**STATED PROBLEM:**
Each of the entries should be retyped precisely as it appears.

Object location annotation data:
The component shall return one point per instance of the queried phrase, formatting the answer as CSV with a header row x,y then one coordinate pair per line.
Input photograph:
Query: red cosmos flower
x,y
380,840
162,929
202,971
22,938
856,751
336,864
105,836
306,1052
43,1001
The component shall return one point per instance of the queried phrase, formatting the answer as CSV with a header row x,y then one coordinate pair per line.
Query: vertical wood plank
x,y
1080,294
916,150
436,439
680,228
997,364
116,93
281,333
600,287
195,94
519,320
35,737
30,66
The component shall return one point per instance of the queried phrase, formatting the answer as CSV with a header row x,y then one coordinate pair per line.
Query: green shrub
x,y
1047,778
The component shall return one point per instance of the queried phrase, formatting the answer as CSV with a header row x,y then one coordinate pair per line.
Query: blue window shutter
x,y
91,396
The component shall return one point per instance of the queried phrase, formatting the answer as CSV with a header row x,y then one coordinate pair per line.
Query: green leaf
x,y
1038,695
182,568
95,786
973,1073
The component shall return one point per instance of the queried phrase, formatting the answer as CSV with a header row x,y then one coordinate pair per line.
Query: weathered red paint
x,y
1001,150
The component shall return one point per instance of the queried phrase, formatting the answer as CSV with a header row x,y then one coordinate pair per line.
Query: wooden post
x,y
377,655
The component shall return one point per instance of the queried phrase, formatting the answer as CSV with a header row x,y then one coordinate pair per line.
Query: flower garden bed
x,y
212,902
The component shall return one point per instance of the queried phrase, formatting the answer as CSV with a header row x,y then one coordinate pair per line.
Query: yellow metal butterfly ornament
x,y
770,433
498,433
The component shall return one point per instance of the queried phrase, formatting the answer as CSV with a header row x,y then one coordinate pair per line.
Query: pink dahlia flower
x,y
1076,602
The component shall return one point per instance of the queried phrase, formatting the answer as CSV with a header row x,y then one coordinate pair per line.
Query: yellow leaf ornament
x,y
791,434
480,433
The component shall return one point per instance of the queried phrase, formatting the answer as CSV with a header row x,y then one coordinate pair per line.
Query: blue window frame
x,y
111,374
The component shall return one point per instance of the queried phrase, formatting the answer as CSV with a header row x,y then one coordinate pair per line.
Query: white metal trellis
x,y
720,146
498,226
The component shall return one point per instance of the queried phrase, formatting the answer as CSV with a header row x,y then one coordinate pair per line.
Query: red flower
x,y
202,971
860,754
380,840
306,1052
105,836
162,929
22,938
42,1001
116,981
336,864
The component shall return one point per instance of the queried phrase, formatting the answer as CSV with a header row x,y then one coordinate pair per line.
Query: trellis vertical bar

**RESPONSE TO THE TASK:**
The component shall return one point per instance of the queried phrase, formatting the answer as CSV with a header row x,y then one coordinate pair per line.
Input photograph:
Query: red cosmos flower
x,y
380,840
162,929
202,971
22,938
856,751
336,864
105,836
306,1052
43,1001
The component shall return one point per instance of the queried phrase, formatting the answer as CSV with a header row x,y then one coordinate pair per line.
Query: vertical wood plank
x,y
1080,294
916,150
436,439
680,228
997,364
116,93
281,333
600,287
195,94
519,320
35,737
30,66
The component shall return one point per instance of the queried phrase, formatting the answer as CSV with a header row x,y then one coordinate pair per line.
Query: green shrub
x,y
1047,778
The component shall return one point per instance of the queried phrase, formatting the answer as CSV with a header row x,y then one coordinate pair per line.
Query: blue window shutter
x,y
91,396
The component shall return one point per instance of the queried phrase, formatting the answer as CSV with a header row x,y then one coordinate pair per line.
Query: green leaf
x,y
1038,695
182,568
95,786
973,1073
The component shall return one point per instance of the queried phrase, formatting the answer as CSV with a header row x,y then one coordinate pair per line.
Query: weathered red paint
x,y
1001,150
The component shall return one point per instance of the queried phrase, formatting the answer as CSV with a header row x,y then one coordinate pair per line.
Query: wooden post
x,y
377,655
The component shall return one point per instance of the queried phrase, formatting the answer as CSV with a header row x,y then one coordinate pair per line.
Query: flower garden bed
x,y
212,902
The component shall return one point per instance of the queried phrase, formatting the answer as CSV with a header row x,y then one coordinate pair per line.
Query: yellow metal butterfly ornament
x,y
770,433
498,433
The component shall return one point per instance of the queried phrase, formatting the answer as CSV with a header row x,y then one coordinate pair per line.
Query: pink dahlia flower
x,y
1076,602
The component shall return one point per instance of the queried phrase, formatting the answer as CSV with a header row x,y then one coordinate pair per line.
Query: yellow leaf ornament
x,y
791,434
480,433
The component shall return one point per instance of the queried phrase, formatting the answer as CSV with a header row x,y then one coordinate pair per line.
Query: blue window frame
x,y
111,374
The component shall return one point per instance of the queried phrase, formatting the answer as CSV with a header row x,y then one coordinate pair per line.
Query: white metal trellis
x,y
720,146
498,226
The component shall return one point per instance of the queried phrase, formatting the answer as CSV with a header row x,y then one coordinate pair per line.
Query: red flower
x,y
202,971
860,754
380,840
306,1052
105,836
162,929
22,938
42,1001
116,981
336,864
The component shall return one point per instance of the queried phrase, formatting the answer as CSV with a header row x,y then one coordinate pair per line.
Query: trellis vertical bar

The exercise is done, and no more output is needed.